> Point annotation records:

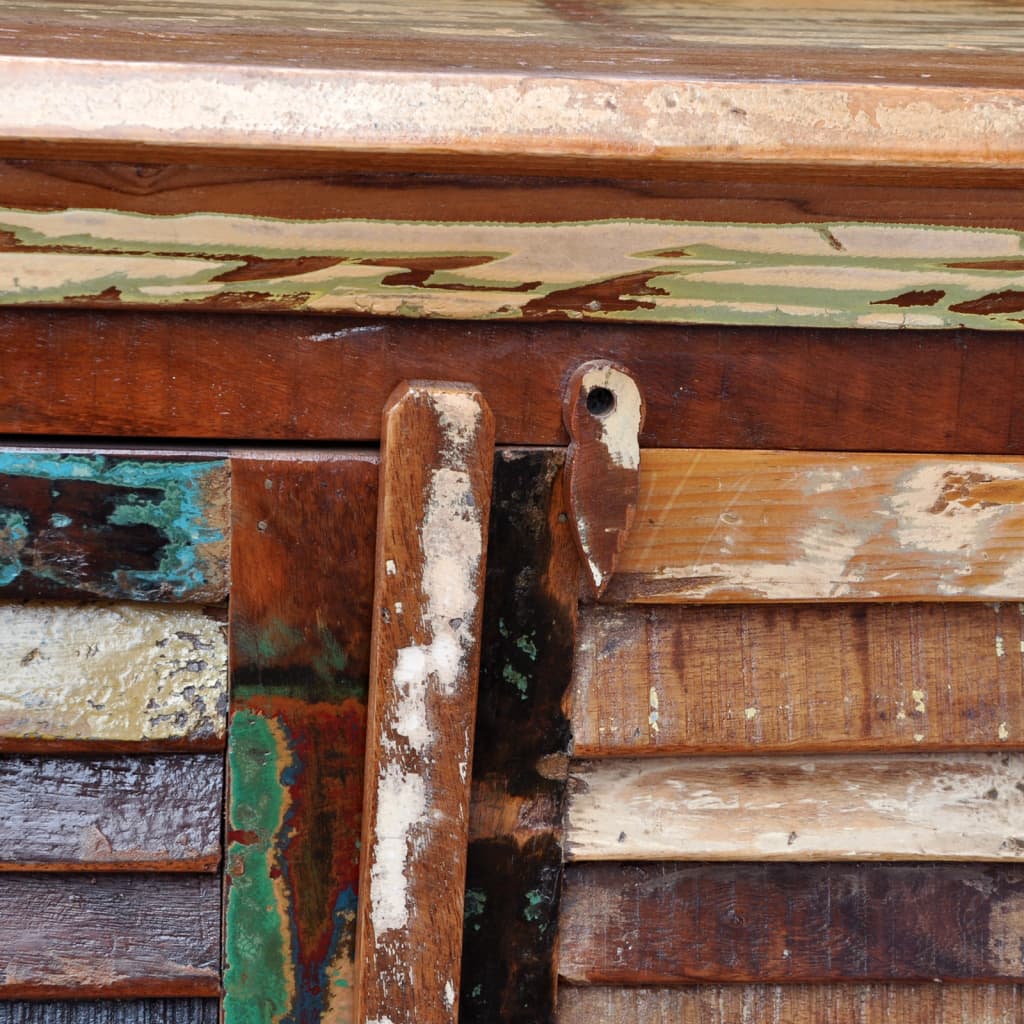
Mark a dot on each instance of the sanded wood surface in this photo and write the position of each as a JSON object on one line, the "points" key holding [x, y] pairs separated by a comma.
{"points": [[672, 924], [129, 527], [808, 526], [111, 676], [436, 467], [908, 1004], [113, 935], [908, 807], [116, 813], [774, 678]]}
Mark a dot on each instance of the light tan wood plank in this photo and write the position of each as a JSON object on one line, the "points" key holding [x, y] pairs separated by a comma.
{"points": [[809, 526], [111, 675], [908, 807]]}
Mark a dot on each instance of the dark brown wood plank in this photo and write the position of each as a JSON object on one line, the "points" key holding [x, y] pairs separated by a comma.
{"points": [[160, 813], [111, 935], [774, 678], [671, 924]]}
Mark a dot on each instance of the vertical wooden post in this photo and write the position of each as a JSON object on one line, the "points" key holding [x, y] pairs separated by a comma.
{"points": [[436, 465]]}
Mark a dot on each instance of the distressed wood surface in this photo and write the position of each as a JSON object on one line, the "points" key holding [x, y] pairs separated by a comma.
{"points": [[908, 807], [436, 467], [807, 526], [114, 935], [776, 678], [111, 677], [303, 539], [159, 813], [672, 924], [132, 527], [173, 375], [520, 753], [907, 1004]]}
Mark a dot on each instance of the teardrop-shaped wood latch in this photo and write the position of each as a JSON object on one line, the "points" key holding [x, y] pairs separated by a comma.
{"points": [[603, 413]]}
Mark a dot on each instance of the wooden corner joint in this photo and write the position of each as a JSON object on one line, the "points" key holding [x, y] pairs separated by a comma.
{"points": [[603, 413]]}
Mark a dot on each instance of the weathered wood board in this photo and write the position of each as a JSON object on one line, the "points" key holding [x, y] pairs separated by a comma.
{"points": [[124, 527], [865, 807], [675, 924], [159, 813], [111, 676], [805, 526], [906, 1004], [303, 538], [773, 678], [112, 935]]}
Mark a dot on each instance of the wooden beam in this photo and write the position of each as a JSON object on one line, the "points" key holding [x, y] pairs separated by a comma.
{"points": [[436, 465]]}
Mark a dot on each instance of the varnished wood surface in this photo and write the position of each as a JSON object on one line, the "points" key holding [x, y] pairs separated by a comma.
{"points": [[105, 677], [160, 813], [114, 935], [908, 807], [672, 924], [808, 526], [921, 1004], [774, 678]]}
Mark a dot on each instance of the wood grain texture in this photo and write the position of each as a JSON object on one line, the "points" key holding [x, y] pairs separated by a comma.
{"points": [[671, 924], [907, 1004], [907, 807], [804, 526], [133, 374], [520, 753], [776, 678], [303, 539], [108, 677], [436, 467], [114, 935], [160, 813], [122, 527]]}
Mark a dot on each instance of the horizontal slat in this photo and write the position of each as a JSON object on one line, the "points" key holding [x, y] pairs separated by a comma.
{"points": [[774, 678], [671, 924], [108, 677], [908, 807], [133, 527], [115, 813], [809, 526], [924, 1004], [113, 935]]}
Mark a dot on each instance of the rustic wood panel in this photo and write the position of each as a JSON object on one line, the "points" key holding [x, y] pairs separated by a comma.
{"points": [[135, 527], [671, 924], [520, 753], [773, 678], [134, 935], [436, 465], [111, 676], [777, 525], [113, 814], [907, 1004], [908, 807], [303, 552]]}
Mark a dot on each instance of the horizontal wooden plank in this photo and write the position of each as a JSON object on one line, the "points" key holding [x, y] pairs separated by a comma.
{"points": [[799, 677], [112, 935], [673, 924], [112, 814], [806, 526], [907, 807], [908, 1004], [128, 527], [102, 677]]}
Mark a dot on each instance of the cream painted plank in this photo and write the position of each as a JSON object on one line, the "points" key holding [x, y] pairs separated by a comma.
{"points": [[908, 807], [752, 525], [107, 676]]}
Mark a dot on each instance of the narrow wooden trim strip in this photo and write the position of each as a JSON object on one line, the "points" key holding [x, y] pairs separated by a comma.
{"points": [[436, 465]]}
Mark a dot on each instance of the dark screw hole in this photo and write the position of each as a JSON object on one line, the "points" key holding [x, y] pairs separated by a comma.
{"points": [[600, 400]]}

> Instructions to follow: Leave the pictures out and print the records above exactly as they stand.

> Full output:
Mark a dot on each instance of the sanded wood surface in this photo and write the position of each as a JSON object on one line, the "points" key holding [x, y] pairs separated by a comma.
{"points": [[672, 924], [129, 527], [808, 526], [111, 676], [436, 467], [908, 1004], [113, 935], [908, 807], [116, 813], [774, 678]]}
Mark a dot on each instance of the light tan wood plank in this photo and write the position of each as a JSON object on one line, the "points" key holding [x, y] pairs separated by a comma.
{"points": [[809, 526], [111, 675], [908, 807]]}
Mark a dot on each instance of the dark brown wood plank in this photo and write the position of each as a JSON object on one line, the "points" key holding [x, y] pairs separated by a comma.
{"points": [[160, 813], [111, 935], [774, 678], [671, 924]]}
Mark a dot on each instance of the vertical wooden post in this photo and write the position of each as a JSON object on one line, the "points" key holding [x, y] pairs separated by a comma.
{"points": [[436, 465]]}
Mark a dot on each instance of the distressed wood surface in this photo and write the position of each as a JSON object on one line, the "points" key holding [x, y] pairs separated by a comma.
{"points": [[908, 807], [436, 467], [807, 526], [114, 935], [776, 678], [111, 677], [303, 539], [159, 813], [672, 924], [132, 527], [173, 375], [520, 753], [907, 1004]]}
Mark a dot on each instance of the teardrop-shaped wood latch in this photo and write the position of each as a JSON object on one line, the "points" key holding [x, y] pairs separated by a comma.
{"points": [[603, 413]]}
Mark a dot on each instance of the wooden corner joint in this photo and write the position of each as a JSON object on one line, the "points" key holding [x, y] pairs separated by a comma.
{"points": [[603, 413]]}
Mark a dot on each instance of the weathered wood board in this photo and write the position of each as a JSON object on one line, the "points" key holding [x, y] pairs separated by a comma.
{"points": [[124, 527], [865, 807], [675, 924], [159, 813], [111, 676], [805, 526], [906, 1004], [303, 538], [773, 678], [112, 935]]}
Mark a dot on each instance of the wooden beam in this photo and write the position of each as a JSON object on one line, the "points" key holding [x, y] pairs separated by a comma.
{"points": [[436, 465]]}
Mark a dot on each instance of the varnished wood surface in this photo and write the position of each as a JSON object on one line, the "points" key holding [x, y] pairs separated by a comma.
{"points": [[105, 677], [160, 813], [114, 935], [908, 807], [672, 924], [808, 526], [921, 1004], [774, 678]]}
Mark a dot on each instance of the wood grain texture in this photo and write the position of each as a JSON object on one line, the "points" key holding [x, y] pairs separated by a comma.
{"points": [[671, 924], [907, 1004], [907, 807], [804, 526], [133, 374], [520, 753], [776, 678], [303, 539], [108, 677], [436, 467], [114, 935], [160, 813], [122, 527]]}
Mark a dot on each instance of the horizontal slat in this photo and write the position of each as a JSON object on one line, the "points" key holding [x, y] pairs separated by a comma.
{"points": [[774, 678], [671, 924], [108, 677], [908, 807], [133, 527], [115, 813], [809, 526], [924, 1004], [113, 935]]}
Mark a dot on each instance of the rustic wood panel in this photo and write the position of each as a JSON object on one line, the "points" key holding [x, y] pairs separated by a comma.
{"points": [[135, 527], [671, 924], [520, 753], [773, 678], [134, 935], [436, 465], [111, 676], [777, 525], [113, 814], [907, 1004], [908, 807], [303, 552]]}
Mark a dot on each instance of the horizontal wooden plank in this photo and write the position of each as a JSON object on one line, the "points" key holding [x, y] pairs separated by a comma.
{"points": [[799, 677], [112, 935], [673, 924], [112, 814], [806, 526], [907, 807], [908, 1004], [128, 527], [102, 677]]}
Mark a dot on each instance of the cream painted plank in this photo and write the position of each as a JSON object on one line, the "points" key holding [x, y] pairs separated by a comma.
{"points": [[908, 807], [752, 525], [107, 676]]}
Mark a dot on each instance of the narrow wooden trim strip in this photo and write the position of each as a JSON object on one line, the "points" key holding [x, y] pairs separated by a comma.
{"points": [[436, 465]]}
Mark a dot on each instance of the dark screw hole in this photo and write the position of each as a JSON object on one line, the "points" key holding [x, y] pairs separated by a comma.
{"points": [[600, 400]]}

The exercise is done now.